*SOURCE EXCERPT*:
· · ·

1. Title: Proposal for addition of BENGALI LETTER OPEN A & AND BENGALI LETTER CENTRAL E

2. Requester's name: Andy White

3. Requester type (Member body/Liaison/Individual contribution): Individual

4. Submission date: ASAP ***

5. Requester's reference (if applicable):

6. (Choose one of the following:) This is a complete proposal:This is a complete proposal
or, More information will be provided later: This is a complete proposal

B. Technical - General

1. (Choose one of the following:)

a. This proposal is for a new script (set of characters): No
Proposed name of script:
b. The proposal is for addition of character(s) to an existing block:Yes
Name of the existing block: BMP
2. Number of characters in proposal: Two
3. Proposed category (see section II, Character Categories): ***
4. Proposed Level of Implementation (1, 2 or 3)
(see clause 14, ISO/IEC 10646-1: 2000):Any level is acceptable
Is a rationale provided for the choice? ______________
If Yes, reference: _______________________________________________________
5. Is a repertoire including character names provided?YES
a. If YES, are the names in accordance with the character naming guidelines in Annex L of ISO/IEC 10646-1: 2000? Yes
b. Are the character shapes attached in a legible form suitable for review?YES

6. Who will provide the appropriate computerized font (ordered preference: True Type, or PostScript format) for publishing the standard? The proposer

If available now, identify source(s) for the font (include address, e-mail, ftp-site, etc.) and indicate the tools used: To be identified

7. References: a. Are references (to other character sets, dictionaries, descriptive texts etc.) provided? Yes

b. Are published examples of use (such as samples from newspapers, magazines, or other sources) of proposed characters attached? Yes

8. Special encoding issues: Does the proposal address other aspects of character data processing (if applicable) such as input, presentation, sorting, searching, indexing, transliteration etc. (if yes please enclose information)? Yes

9. Additional Information:
Submitters are invited to provide any additional information about Properties of the proposed Character(s) or Script that will assist in correct understanding of and correct linguistic processing of the proposed character(s) or script. Examples of such properties are: Casing information, Numeric information, Currency information, Display behaviour information such as line breaks, widths etc., Combining behaviour, Spacing behaviour, Directional behaviour, Default Collation behaviour, relevance in Mark Up contexts, Compatibility equivalence and other Unicode normalization related information. See the Unicode standard at http://www.unicode.org/ for such information on other scripts. Also see Unicode Character Database http://www.unicode.org/Public/UNIDATA/UnicodeCharacterDatabase.html and associated Unicode Technical Reports for information needed for consideration by the Unicode Technical Committee for inclusion in the Unicode Standard.

C. Technical - Justification

1. Has this proposal for addition of character(s) been submitted before? No
If YES explain
2. Has contact been made to members of the user community (for example:
National Body, user groups of the script or characters,
other experts, etc.)? Yes, user groups
If YES, with whom? Bengali Font project group, Bengali Linux Group etc., list to be suplied***
If YES, available relevant documents:
3. Information on the user community for the proposed characters
(for example: size, demographics, information technology use, or
publishing use) is included? No
Reference: Indic Comunity (among others)

· · ·

*PROVIDED MATERIAL*:
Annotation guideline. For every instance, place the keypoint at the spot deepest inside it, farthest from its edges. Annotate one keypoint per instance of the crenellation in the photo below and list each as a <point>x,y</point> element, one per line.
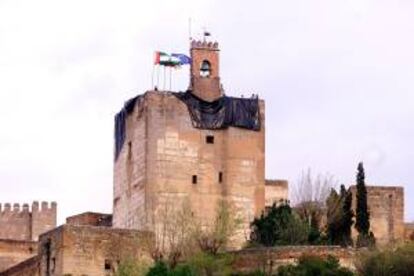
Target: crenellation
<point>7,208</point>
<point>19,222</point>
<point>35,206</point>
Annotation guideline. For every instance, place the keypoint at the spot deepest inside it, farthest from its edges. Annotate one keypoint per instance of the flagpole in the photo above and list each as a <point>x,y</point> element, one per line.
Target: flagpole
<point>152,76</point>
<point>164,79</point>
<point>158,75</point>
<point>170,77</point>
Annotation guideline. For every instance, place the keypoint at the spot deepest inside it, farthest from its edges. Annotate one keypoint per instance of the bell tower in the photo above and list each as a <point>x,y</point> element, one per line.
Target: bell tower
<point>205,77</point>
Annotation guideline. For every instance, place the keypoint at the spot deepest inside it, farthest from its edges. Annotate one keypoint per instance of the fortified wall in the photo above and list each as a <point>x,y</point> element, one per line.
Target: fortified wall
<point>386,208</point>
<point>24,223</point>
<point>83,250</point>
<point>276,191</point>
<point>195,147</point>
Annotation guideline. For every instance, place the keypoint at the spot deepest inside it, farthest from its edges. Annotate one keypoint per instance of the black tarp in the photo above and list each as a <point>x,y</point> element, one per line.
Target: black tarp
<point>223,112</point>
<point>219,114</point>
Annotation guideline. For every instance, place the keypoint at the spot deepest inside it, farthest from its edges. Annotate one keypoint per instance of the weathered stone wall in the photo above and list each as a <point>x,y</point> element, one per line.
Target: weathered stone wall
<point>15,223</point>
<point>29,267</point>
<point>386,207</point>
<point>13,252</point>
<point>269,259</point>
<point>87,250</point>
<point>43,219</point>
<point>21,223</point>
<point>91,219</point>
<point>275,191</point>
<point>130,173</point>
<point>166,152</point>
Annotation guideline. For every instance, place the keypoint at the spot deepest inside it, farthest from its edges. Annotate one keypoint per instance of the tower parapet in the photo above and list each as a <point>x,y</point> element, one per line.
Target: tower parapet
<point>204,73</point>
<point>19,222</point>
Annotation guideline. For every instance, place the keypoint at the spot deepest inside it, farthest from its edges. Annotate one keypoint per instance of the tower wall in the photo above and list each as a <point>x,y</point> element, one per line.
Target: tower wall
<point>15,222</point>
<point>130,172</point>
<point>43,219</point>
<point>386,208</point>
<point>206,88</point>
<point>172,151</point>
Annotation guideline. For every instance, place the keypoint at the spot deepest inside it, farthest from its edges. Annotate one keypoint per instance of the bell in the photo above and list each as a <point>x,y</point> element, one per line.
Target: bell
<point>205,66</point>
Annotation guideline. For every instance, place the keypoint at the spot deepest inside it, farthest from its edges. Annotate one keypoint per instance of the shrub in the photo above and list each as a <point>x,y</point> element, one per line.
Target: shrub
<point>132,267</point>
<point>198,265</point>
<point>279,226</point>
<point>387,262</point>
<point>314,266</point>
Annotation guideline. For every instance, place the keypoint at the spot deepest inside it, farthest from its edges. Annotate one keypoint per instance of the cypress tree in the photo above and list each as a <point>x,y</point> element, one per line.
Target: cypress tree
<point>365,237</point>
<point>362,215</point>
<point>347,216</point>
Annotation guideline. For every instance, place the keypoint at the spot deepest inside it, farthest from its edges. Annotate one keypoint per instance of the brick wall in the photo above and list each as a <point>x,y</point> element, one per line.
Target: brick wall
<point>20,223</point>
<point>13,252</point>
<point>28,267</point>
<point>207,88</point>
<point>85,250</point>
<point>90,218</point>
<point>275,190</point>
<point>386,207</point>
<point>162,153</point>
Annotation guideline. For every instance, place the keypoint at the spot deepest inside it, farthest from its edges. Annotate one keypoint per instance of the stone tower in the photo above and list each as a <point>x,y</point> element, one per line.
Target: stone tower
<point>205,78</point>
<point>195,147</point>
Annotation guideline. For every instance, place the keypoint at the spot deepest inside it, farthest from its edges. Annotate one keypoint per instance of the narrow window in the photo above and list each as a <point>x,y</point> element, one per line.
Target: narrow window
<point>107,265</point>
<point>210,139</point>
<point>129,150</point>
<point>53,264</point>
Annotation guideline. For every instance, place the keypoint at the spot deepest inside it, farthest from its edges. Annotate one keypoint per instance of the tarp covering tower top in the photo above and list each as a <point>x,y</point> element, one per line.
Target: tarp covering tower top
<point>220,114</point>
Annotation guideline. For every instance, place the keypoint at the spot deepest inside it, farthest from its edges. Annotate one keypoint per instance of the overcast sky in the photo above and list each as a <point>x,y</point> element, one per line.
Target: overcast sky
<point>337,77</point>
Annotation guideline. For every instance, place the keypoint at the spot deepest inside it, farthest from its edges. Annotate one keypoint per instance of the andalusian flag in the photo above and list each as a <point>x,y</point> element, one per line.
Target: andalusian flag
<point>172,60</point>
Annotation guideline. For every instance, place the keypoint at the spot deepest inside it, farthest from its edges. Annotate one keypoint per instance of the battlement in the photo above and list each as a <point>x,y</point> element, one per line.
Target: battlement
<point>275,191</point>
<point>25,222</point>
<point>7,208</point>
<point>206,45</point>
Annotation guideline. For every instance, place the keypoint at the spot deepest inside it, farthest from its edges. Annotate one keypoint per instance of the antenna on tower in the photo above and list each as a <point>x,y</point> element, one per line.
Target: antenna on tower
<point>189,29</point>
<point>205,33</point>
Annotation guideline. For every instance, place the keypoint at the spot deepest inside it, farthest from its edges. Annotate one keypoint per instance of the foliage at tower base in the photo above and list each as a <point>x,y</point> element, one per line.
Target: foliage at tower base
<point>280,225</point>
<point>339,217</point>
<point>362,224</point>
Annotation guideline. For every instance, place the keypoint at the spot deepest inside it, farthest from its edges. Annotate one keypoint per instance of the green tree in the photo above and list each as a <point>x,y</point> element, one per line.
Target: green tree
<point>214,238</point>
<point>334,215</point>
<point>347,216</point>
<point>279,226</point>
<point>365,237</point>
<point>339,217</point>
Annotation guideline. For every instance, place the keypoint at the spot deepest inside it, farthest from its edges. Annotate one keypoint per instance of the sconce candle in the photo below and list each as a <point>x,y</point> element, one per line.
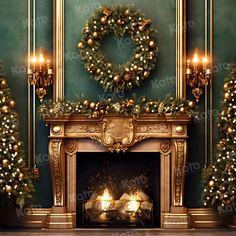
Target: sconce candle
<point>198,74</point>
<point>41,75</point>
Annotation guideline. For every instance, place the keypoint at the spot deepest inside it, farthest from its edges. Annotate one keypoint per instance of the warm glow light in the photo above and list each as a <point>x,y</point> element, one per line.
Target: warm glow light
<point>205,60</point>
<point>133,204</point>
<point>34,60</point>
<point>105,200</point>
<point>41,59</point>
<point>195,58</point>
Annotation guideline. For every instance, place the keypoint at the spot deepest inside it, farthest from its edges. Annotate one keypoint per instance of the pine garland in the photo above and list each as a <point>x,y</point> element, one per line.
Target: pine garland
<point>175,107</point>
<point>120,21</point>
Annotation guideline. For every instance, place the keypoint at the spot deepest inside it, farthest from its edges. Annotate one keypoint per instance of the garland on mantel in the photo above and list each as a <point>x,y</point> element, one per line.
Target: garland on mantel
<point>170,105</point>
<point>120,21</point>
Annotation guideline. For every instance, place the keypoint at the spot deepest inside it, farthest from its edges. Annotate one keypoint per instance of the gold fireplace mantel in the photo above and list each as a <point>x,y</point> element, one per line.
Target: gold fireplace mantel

· · ·

*DIRECTIONS*:
**a.** According to the Bengali letter proposal form, how many characters does the proposal include?
**b.** Continue the Bengali letter proposal form from its last line, keeping its numbered question-and-answer layout.
The data above is separate material and has no connection to the Bengali letter proposal form.

*WRITTEN RESPONSES*:
**a.** Two characters.

**b.**
4. The context of use for the proposed characters (type of use;
common or rare) Common_
Reference: As enclosed
5. Are the proposed characters in current use by the user community? Yes
If YES, where? Reference: ***
6. After giving due considerations to the principles in Principles and
Procedures document
(a WG 2 standing document) must the proposed
characters be entirely in the BMP? Yes
If YES, is a rationale provided? ***To be provided***
If YES, reference: enclosed
7. Should the proposed characters be kept together in a contiguous range
(rather than being scattered)? Preferably
8. Can any of the proposed characters be considered a presentation form of an
existing character or character sequence? No but see proposal body***
If YES, is a rationale for its inclusion provided?
If YES, reference:_
9. Can any of the proposed characters be encoded using a composed character
sequence of either existing characters or other proposed characters? possibly, see poposeal body***
If YES, is a rationale for its inclusion provided?
If YES, reference:
10. Can any of the proposed character(s) be considered to be similar (in
appearance or function) to an existing character? No
If YES, is a rationale for its inclusion provided?
If YES, reference:
11. Does the proposal include use of combining characters and/or use of
composite sequences (see clauses 4.12 and 4.14
in ISO/IEC 10646-1: 2000)? ***Not Sure***
If YES, is a rationale for such use provided?
If YES, reference:
Is a list of composite sequences and their corresponding glyph images
(graphic symbols) provided? *******
If YES, reference:
12. Does the proposal contain characters with any special properties such as
control function or similar semantics? No
If YES, describe in detail (include attachment if necessary)
13. Does the proposal contain any Ideographic compatibility character(s)? No
If YES, is the equivalent corresponding unified ideographic character(s)
identified?
If YES, reference:


A.1 Submitter's Responsibilities

The national body or liaison organization (or any other organization or an individual) proposing new character(s) or a new script shall provide:

  1. Proposed category for the script or character(s), character name(s), and description of usage.

  2. Justification for the category and name(s).

  3. A representative glyph(s) image on paper:
    If the proposed glyph image is similar to a glyph image of a previously encoded ISO/IEC 10646 character, then additional justification for encoding the new character shall be provided.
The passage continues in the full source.